What is needed ▸ Take each line from the entries that holds "stucco" and copy it out.

====================

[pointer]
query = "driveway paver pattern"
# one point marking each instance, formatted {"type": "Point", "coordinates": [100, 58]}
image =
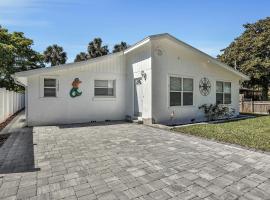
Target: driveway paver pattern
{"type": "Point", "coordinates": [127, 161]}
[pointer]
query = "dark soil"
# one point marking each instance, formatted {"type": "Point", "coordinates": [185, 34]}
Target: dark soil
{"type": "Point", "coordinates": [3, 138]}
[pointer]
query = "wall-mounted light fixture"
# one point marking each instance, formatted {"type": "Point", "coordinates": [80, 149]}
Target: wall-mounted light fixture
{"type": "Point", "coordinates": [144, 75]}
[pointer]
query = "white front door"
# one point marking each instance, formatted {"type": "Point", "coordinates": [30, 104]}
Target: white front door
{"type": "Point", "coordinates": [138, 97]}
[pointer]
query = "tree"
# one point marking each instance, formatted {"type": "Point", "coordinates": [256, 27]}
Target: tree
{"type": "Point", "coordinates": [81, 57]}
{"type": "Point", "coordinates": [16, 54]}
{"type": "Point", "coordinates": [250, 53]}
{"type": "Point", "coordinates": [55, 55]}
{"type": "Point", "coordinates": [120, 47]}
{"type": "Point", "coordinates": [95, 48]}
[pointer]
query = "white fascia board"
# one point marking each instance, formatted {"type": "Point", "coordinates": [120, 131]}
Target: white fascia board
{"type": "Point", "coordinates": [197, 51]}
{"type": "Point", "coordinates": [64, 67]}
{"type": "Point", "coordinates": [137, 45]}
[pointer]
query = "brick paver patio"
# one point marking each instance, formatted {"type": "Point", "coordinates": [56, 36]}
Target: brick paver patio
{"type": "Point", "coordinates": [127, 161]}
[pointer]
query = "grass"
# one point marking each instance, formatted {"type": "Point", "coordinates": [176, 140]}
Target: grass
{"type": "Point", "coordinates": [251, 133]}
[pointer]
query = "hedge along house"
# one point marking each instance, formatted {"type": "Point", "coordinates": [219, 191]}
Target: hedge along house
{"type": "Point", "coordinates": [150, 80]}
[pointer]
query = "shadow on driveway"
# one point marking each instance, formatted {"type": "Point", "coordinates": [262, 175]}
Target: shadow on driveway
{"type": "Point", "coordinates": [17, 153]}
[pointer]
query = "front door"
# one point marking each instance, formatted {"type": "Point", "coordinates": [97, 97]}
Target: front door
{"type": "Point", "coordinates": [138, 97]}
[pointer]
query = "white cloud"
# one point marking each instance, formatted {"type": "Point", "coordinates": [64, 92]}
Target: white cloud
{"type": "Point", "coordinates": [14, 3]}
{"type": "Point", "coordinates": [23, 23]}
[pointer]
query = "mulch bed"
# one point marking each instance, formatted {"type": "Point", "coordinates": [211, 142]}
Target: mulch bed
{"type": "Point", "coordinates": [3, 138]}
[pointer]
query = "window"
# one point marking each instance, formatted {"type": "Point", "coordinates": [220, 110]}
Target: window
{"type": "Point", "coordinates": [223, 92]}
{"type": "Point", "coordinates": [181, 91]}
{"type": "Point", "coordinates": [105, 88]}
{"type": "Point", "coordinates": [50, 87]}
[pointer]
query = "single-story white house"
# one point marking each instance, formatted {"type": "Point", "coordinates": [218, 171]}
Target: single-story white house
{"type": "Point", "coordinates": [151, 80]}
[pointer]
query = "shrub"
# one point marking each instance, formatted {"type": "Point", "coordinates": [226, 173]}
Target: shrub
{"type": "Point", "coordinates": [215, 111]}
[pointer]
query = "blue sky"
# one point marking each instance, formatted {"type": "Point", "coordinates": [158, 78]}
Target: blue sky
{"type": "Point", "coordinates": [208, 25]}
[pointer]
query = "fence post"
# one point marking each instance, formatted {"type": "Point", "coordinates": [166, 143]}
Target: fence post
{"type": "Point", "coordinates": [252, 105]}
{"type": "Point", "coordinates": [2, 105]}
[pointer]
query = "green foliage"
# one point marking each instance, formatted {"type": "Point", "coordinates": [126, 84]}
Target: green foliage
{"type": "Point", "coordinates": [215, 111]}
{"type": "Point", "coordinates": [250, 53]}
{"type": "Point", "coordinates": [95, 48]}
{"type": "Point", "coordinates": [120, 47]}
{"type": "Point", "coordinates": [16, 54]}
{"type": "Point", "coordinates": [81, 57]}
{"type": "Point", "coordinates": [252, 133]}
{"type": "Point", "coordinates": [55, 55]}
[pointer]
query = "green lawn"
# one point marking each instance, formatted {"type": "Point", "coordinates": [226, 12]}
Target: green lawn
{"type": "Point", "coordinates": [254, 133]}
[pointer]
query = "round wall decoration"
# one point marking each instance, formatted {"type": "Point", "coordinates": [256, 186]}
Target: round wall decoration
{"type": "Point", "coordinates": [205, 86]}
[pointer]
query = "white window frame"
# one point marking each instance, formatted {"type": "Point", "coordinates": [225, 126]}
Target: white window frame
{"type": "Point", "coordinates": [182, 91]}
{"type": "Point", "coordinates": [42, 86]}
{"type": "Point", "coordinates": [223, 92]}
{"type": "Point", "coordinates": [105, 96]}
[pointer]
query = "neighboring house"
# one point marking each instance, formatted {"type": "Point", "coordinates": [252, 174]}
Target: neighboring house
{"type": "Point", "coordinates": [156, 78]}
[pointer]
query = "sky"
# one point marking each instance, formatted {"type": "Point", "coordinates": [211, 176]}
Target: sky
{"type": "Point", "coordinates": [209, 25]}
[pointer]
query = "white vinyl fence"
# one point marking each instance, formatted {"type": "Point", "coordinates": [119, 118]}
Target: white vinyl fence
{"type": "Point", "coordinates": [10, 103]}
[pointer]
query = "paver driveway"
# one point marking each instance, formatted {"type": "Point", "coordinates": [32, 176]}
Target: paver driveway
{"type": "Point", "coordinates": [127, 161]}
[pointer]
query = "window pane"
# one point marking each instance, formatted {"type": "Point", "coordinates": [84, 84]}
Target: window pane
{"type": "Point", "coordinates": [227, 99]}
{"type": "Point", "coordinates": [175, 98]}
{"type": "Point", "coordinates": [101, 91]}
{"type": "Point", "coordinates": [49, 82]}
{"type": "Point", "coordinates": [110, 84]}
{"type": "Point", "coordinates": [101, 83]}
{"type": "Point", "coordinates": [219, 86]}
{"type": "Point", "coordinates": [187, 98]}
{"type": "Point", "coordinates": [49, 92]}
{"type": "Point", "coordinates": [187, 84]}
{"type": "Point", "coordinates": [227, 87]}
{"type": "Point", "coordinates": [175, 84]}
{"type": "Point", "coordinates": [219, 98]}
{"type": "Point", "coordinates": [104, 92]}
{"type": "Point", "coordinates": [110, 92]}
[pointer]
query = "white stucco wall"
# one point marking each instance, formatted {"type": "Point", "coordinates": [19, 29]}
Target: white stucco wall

====================

Finished task ▸
query = "white stucco wall"
Target: white stucco wall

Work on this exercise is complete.